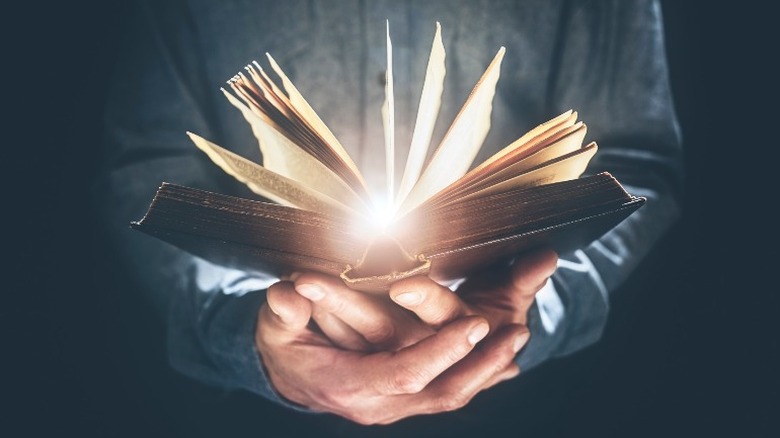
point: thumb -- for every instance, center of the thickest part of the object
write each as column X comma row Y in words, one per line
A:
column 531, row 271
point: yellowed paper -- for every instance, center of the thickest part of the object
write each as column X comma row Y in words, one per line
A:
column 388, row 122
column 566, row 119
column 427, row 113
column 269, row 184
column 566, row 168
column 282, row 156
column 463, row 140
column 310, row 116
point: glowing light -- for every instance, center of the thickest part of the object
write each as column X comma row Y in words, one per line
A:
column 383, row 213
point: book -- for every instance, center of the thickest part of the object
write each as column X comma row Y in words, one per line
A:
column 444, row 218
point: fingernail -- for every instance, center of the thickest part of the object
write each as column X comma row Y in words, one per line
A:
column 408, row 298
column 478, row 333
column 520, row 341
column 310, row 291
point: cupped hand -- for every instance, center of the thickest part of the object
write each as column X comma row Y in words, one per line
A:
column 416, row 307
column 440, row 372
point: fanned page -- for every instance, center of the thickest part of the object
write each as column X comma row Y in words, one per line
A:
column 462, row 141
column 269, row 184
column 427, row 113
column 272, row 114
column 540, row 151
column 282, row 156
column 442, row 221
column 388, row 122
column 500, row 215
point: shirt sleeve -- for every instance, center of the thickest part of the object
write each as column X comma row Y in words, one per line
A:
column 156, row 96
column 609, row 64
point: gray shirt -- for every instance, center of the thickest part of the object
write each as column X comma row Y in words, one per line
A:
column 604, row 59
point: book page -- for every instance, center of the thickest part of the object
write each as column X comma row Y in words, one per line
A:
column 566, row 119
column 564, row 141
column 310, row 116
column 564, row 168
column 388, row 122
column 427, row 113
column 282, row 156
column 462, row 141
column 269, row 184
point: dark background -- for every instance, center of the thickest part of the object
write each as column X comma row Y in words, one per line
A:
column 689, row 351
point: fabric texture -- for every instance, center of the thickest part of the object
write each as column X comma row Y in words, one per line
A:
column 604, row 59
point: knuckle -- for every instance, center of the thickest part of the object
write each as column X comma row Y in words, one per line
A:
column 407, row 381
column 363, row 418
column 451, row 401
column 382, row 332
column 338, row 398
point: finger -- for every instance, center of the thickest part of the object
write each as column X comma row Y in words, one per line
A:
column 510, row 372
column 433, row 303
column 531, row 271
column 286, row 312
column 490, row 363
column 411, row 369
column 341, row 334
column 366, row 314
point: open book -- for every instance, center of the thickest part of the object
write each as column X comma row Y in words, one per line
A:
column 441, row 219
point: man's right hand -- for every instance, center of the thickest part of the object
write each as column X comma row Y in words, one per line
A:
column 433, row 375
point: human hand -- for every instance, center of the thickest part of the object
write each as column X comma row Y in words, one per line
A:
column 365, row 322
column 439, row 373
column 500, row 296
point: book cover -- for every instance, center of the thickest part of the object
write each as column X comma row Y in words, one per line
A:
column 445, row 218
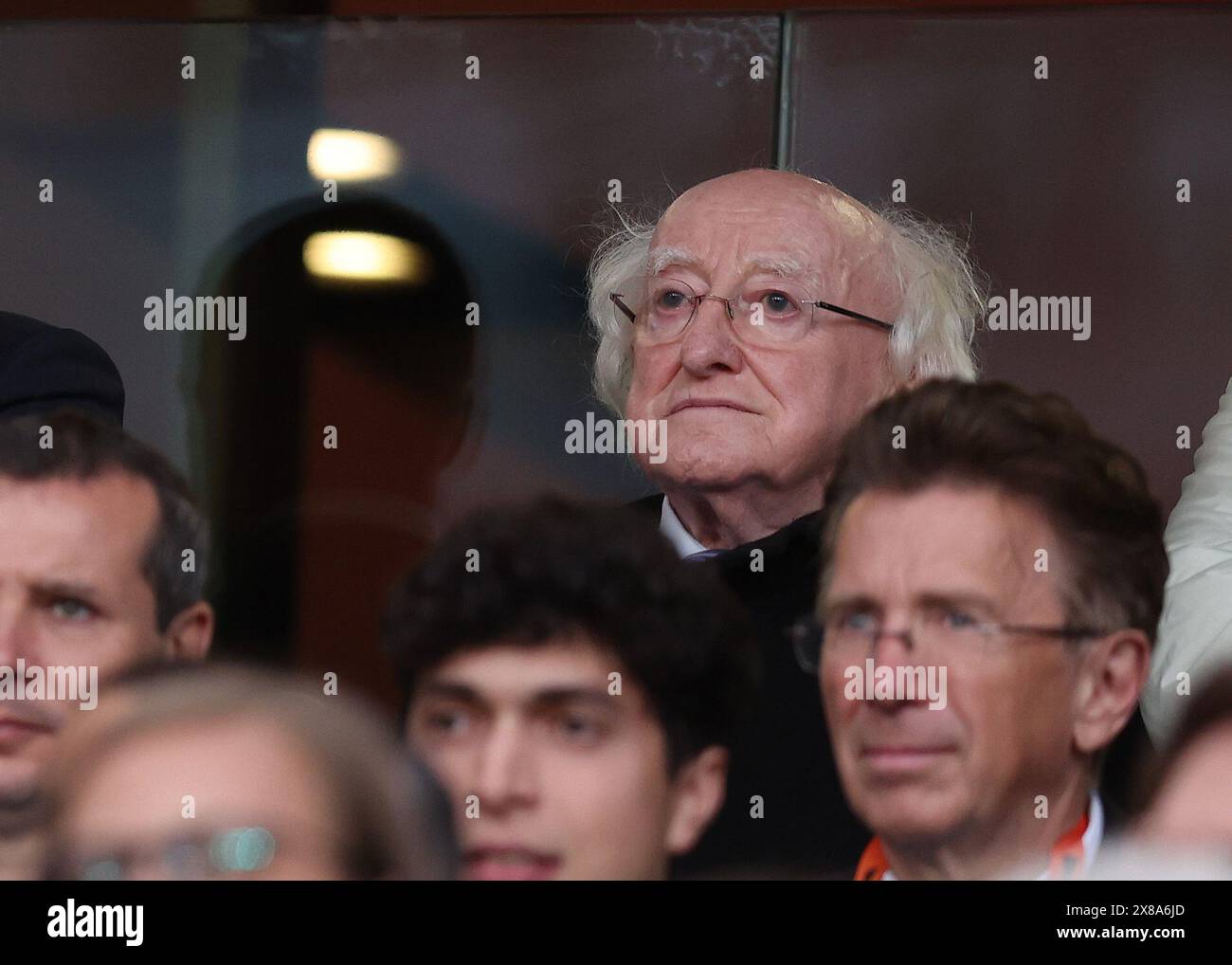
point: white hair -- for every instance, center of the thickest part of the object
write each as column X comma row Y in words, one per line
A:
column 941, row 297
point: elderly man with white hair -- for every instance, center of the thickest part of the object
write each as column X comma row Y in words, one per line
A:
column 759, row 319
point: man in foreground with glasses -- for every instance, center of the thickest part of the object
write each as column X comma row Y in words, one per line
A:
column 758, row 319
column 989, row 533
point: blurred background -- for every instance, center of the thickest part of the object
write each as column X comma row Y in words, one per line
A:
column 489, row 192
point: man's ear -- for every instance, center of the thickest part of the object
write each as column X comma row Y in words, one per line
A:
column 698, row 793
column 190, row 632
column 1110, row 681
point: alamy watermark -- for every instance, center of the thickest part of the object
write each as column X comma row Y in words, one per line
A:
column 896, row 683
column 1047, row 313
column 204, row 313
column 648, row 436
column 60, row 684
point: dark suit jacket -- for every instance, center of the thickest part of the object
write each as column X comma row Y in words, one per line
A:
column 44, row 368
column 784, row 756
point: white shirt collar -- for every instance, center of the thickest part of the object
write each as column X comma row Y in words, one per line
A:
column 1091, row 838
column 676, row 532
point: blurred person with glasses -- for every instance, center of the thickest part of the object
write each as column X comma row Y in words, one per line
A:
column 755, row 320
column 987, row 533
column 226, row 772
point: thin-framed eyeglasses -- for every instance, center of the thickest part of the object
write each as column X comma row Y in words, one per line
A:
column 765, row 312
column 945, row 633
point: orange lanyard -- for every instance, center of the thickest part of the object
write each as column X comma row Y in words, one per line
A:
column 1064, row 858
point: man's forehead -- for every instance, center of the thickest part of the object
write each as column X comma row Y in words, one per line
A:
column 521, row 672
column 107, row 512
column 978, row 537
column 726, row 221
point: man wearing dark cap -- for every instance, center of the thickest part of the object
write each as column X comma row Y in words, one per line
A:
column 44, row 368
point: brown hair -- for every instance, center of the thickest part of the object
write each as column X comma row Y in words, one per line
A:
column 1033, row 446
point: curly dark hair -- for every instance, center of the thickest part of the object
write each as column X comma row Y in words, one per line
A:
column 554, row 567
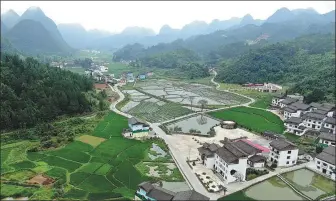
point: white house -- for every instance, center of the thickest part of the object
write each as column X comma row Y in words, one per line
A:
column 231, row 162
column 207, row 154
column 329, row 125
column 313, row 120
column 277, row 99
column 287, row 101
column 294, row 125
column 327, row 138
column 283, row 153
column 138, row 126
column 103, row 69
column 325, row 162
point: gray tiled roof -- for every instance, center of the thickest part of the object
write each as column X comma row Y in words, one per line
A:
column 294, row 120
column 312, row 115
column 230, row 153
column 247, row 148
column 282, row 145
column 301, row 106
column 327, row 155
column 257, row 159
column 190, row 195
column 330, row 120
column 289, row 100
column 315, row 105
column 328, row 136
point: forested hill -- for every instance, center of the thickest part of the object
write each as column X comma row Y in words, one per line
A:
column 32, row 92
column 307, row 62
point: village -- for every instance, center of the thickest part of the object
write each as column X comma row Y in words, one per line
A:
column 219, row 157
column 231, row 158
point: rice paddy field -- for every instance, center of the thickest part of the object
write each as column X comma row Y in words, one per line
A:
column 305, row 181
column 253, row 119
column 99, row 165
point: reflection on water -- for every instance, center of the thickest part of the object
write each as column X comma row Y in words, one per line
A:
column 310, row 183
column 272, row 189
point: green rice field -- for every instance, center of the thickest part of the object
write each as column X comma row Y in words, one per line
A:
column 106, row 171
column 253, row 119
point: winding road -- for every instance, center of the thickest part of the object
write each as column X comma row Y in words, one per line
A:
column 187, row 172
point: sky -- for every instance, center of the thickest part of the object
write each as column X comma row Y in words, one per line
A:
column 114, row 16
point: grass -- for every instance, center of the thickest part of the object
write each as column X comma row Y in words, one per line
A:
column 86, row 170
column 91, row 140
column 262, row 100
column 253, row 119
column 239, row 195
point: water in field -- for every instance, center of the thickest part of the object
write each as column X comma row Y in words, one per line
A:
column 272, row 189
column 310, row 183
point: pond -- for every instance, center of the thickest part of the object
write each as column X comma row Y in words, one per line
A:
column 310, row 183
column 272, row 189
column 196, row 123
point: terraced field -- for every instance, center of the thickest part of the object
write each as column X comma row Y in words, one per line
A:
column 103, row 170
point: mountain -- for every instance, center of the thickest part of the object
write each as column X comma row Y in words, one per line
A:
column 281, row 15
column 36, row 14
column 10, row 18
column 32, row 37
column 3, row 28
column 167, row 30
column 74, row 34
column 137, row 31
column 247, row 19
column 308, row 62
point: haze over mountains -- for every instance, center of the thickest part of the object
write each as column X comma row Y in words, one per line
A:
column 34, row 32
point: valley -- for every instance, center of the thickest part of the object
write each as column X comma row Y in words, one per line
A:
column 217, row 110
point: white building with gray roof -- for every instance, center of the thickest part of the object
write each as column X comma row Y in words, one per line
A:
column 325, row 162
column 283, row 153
....
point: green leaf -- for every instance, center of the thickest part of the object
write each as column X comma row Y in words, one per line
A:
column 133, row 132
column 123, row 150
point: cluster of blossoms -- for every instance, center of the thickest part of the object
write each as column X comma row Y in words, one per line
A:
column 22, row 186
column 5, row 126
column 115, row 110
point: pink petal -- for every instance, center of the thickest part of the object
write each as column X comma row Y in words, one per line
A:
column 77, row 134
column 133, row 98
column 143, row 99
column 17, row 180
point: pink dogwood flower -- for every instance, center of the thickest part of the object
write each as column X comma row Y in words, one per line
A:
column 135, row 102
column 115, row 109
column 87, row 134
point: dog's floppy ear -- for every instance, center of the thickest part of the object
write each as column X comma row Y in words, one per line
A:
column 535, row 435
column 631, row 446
....
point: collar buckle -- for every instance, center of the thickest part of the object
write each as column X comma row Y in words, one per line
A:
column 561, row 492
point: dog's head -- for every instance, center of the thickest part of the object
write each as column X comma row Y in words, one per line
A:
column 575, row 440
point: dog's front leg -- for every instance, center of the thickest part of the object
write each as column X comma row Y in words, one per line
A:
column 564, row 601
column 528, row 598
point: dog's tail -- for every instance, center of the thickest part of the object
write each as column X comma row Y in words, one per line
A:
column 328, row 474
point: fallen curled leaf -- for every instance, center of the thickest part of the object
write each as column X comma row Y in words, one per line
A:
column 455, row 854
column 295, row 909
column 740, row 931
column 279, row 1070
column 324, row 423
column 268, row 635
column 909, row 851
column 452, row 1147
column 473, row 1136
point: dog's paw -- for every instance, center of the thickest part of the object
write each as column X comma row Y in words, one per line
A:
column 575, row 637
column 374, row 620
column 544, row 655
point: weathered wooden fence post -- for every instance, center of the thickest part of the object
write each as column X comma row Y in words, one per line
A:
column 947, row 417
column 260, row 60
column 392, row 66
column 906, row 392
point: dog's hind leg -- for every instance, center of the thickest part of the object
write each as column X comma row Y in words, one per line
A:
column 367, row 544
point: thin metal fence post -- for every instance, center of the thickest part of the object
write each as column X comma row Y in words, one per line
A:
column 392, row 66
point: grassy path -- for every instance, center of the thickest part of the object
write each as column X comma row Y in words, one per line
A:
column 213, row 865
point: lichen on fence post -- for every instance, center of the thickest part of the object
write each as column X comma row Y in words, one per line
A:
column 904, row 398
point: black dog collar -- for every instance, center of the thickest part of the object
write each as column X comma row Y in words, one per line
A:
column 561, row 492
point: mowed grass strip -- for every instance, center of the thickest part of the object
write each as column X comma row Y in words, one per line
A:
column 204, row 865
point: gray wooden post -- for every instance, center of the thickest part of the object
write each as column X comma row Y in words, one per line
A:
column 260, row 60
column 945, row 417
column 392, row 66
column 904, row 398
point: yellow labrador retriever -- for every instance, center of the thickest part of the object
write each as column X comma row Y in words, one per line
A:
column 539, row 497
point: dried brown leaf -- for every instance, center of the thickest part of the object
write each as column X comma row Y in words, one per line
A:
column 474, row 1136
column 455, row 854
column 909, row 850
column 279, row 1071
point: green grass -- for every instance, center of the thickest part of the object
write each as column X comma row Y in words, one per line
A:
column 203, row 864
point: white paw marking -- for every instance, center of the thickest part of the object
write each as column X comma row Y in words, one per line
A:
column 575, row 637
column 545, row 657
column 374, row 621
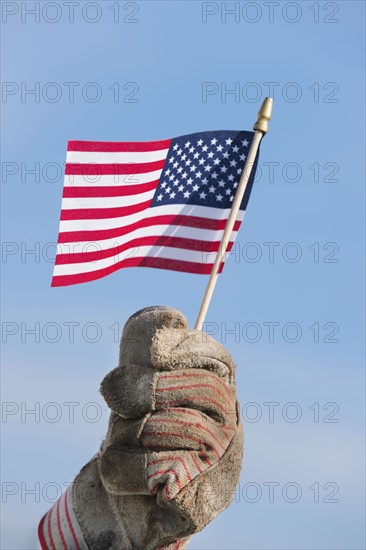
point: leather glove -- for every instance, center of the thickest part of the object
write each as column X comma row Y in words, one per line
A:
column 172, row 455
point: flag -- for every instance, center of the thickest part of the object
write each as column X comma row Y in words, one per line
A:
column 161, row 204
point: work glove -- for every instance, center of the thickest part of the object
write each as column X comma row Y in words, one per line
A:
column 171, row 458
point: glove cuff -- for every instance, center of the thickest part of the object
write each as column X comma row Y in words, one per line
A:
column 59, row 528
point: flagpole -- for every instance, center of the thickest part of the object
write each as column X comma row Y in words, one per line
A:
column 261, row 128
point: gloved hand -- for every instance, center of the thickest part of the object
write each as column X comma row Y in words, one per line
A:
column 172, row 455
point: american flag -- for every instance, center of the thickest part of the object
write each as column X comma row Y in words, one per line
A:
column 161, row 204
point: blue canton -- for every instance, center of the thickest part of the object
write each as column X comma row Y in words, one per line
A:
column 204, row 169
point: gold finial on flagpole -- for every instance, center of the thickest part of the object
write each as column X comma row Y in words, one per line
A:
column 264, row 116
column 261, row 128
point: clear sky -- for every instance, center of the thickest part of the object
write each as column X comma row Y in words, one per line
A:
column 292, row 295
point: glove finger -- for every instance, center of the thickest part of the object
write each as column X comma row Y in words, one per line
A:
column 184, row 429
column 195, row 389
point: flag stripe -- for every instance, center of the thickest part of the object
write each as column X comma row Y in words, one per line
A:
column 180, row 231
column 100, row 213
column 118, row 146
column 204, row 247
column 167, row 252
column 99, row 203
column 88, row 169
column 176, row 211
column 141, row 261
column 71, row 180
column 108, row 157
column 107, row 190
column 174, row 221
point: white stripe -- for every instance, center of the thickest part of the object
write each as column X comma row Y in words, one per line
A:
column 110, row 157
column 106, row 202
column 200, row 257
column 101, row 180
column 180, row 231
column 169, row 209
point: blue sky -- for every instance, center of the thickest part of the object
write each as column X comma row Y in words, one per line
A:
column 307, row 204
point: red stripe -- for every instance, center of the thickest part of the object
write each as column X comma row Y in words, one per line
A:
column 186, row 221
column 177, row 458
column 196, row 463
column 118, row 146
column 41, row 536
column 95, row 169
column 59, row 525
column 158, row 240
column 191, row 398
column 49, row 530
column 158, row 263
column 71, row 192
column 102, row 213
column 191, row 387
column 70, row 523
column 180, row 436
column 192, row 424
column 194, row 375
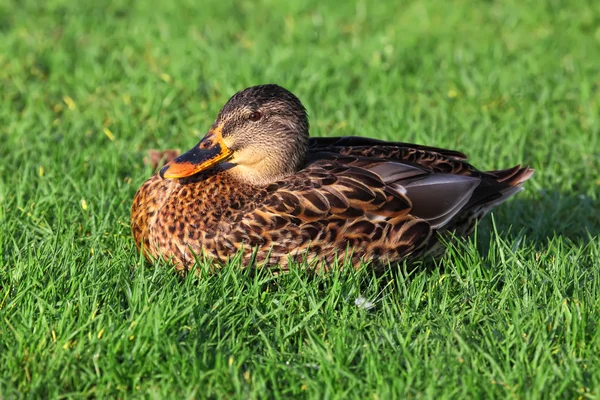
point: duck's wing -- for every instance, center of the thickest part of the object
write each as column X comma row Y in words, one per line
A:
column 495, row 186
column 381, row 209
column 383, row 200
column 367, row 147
....
## Written instruction
Render the data as a two-column Markdown table headed "Number" and "Line," beginning at the line that contains "point: white stripe" and stopping after the line that contains "column 307, row 204". Number each line in order and leave out blank lines.

## Result of the task
| Number | Line |
|---|---|
| 1 | point: white stripe -- for every instance, center of the thickest part of the object |
| 2 | write each as column X comma row Y in words, one per line |
| 3 | A: |
| 4 | column 110, row 157 |
| 5 | column 106, row 202 |
| 6 | column 200, row 257 |
| 7 | column 101, row 180 |
| 8 | column 180, row 231 |
| 9 | column 169, row 209 |
| 10 | point: blue sky -- for every instance, center of the thickest part of the object |
| 11 | write each as column X comma row Y in words, one per line |
| 12 | A: |
| 13 | column 307, row 204 |